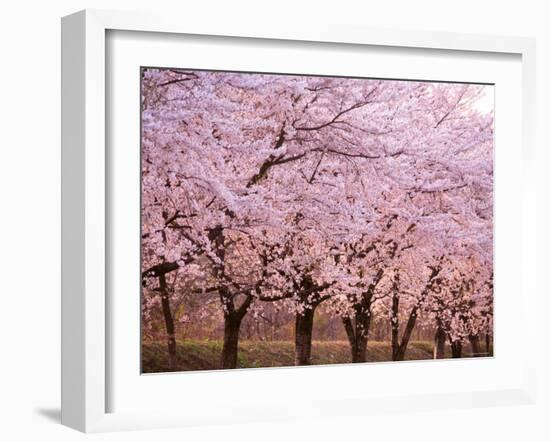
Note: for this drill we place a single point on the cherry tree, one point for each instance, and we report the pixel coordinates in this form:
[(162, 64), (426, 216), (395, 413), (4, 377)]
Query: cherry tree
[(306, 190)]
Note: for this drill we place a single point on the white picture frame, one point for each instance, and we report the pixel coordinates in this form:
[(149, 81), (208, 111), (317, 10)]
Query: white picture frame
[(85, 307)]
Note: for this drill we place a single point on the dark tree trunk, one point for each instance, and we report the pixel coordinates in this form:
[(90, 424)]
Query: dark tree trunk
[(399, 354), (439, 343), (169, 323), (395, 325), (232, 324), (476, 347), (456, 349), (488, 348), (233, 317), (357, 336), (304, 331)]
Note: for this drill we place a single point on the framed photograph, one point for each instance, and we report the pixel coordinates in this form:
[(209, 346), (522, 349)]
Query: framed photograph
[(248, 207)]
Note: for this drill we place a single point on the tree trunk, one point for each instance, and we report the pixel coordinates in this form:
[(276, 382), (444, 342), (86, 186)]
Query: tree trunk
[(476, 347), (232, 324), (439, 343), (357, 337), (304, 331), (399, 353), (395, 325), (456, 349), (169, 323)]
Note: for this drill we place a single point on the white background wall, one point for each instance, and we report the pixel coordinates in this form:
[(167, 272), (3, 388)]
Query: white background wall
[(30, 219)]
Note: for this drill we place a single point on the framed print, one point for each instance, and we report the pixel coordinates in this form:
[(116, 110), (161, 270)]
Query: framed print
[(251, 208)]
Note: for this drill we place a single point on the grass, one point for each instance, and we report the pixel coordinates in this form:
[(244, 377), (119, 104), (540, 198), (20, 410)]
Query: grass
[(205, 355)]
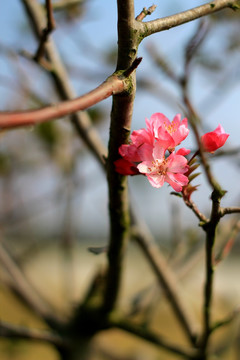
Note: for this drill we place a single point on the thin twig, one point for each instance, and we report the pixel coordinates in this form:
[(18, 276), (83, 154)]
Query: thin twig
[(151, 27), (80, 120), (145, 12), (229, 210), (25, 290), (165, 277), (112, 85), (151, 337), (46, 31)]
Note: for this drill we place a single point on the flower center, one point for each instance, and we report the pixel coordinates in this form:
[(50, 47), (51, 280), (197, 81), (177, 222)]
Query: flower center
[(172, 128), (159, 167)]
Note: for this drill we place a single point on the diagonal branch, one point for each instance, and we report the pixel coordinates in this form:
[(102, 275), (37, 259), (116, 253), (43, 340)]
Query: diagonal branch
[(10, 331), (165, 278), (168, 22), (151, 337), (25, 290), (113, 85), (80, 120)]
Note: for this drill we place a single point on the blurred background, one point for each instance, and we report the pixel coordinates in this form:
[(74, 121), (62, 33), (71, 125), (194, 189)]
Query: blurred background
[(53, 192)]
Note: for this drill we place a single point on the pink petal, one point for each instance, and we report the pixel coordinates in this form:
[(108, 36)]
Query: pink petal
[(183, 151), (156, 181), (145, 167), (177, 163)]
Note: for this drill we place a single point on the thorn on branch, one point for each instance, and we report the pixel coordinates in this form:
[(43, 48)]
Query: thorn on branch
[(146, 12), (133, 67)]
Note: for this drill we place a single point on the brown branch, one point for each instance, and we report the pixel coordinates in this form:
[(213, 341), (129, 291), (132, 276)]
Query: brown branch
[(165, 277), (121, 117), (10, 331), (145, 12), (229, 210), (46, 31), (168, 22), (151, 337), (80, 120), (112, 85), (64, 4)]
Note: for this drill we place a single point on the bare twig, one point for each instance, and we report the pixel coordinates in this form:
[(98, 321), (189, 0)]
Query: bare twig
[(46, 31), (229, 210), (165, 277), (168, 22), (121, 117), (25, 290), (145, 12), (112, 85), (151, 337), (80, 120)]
________
EXERCISE BRIEF: Reproduce every item above word for word, omitting the pictures from your answer.

SOLUTION TO THE PROBLEM:
Note: for this drill we place a single point on the cherry tree, one point for each instance, and we report the pixel coordinates in this form:
[(162, 64), (426, 216), (395, 413), (4, 377)]
Query: cherry tree
[(306, 190)]
Note: for this drill we place a single point on the white picture frame, one point for each instance, and we report the pixel coordinates in this form:
[(149, 81), (208, 111), (317, 10)]
Query: white picture frame
[(85, 307)]
Note: for this drill we place a single point on the dark tree trunk, one point for each instance, and we report the pixel coordinates in this form:
[(90, 424)]
Query: dark tree trunk
[(399, 354), (439, 343), (169, 323), (395, 325), (232, 324), (476, 347), (456, 349), (488, 348), (233, 317), (357, 336), (304, 331)]
Note: for this drill we place a single point on the framed photograph, one point for each instance, and we report the pixel coordinates in this form:
[(209, 346), (522, 349)]
Query: framed photograph
[(248, 207)]
Note: for this drill we place a single point on the tree trunk, one point for each instance, and we report the pixel coordinates in this form:
[(276, 382), (444, 342), (86, 186)]
Query: tree trunk
[(476, 347), (232, 324), (439, 343), (357, 337), (304, 331), (399, 353), (395, 325), (456, 349), (169, 323)]
Note: for this drill we place a single point on the white background wall, one point for each instance, and we report the pixel coordinates in this form:
[(167, 272), (3, 388)]
Query: white background wall
[(30, 219)]
Note: for this drill we place a single point on the framed print, one point for each instance, and we report the pixel coordinates in this form:
[(116, 110), (161, 270)]
Query: framed print
[(251, 208)]
Note: for this drill we place a single point on the grass, one point for each instance, and we report the pixel coordinates in this form:
[(244, 377), (119, 104), (540, 198), (20, 410)]
Query: grass
[(205, 355)]
Note: for this drill we place a single point on the thin twig, one point for each instance, and we report the pixel coordinates in this form:
[(18, 276), (83, 154)]
Query: thin twig
[(151, 27), (80, 120), (145, 12), (229, 210), (25, 290), (165, 277), (112, 85), (151, 337), (46, 31)]
Note: for this drill we place a single point on the flower center, one point for each instance, and we report the pixel coordinates in this form:
[(50, 47), (51, 280), (197, 81), (177, 222)]
Query: flower center
[(172, 128), (159, 167)]
Note: for this drill we place a single point on the diagonal branch, one point for each instance, and we report the pixel coordinates in this form:
[(102, 275), (37, 259), (116, 253), (43, 340)]
Query: diagonal branch
[(10, 331), (165, 278), (168, 22), (151, 337), (25, 290), (113, 85), (80, 120)]
Note: for this drill we place a single point on the blurred background, one point for each instance, and we report the pixel coordinates in this form:
[(74, 121), (62, 33), (71, 125), (194, 189)]
Query: blurred background
[(53, 192)]
Note: for this drill we place a single point on the pink petal, one point for each instance, and we report the pixel coordinates in this form:
[(108, 36)]
Query: pink petal
[(183, 151), (156, 181), (145, 167), (177, 163)]
Note: for this drill we place a single point on the thorn on branch, one point for each instance, and we report the pixel coordinates in this form:
[(43, 48)]
Query: thorn on branch
[(146, 12), (133, 67)]
Note: for this drill we place a single point on the brown branch, one point for each instance, and we report the pixel coordinates in this form:
[(213, 341), (129, 291), (132, 276)]
Query: brown branch
[(165, 277), (121, 117), (10, 331), (145, 12), (229, 210), (46, 31), (168, 22), (151, 337), (80, 120), (112, 85), (64, 4)]
Note: for this drill we place a single point on the bare twig, one point for each instance, and we report the pixel coordinates in this form:
[(98, 321), (189, 0)]
Query: bare twig
[(46, 31), (229, 210), (165, 277), (168, 22), (121, 117), (25, 290), (145, 12), (112, 85), (151, 337), (80, 120)]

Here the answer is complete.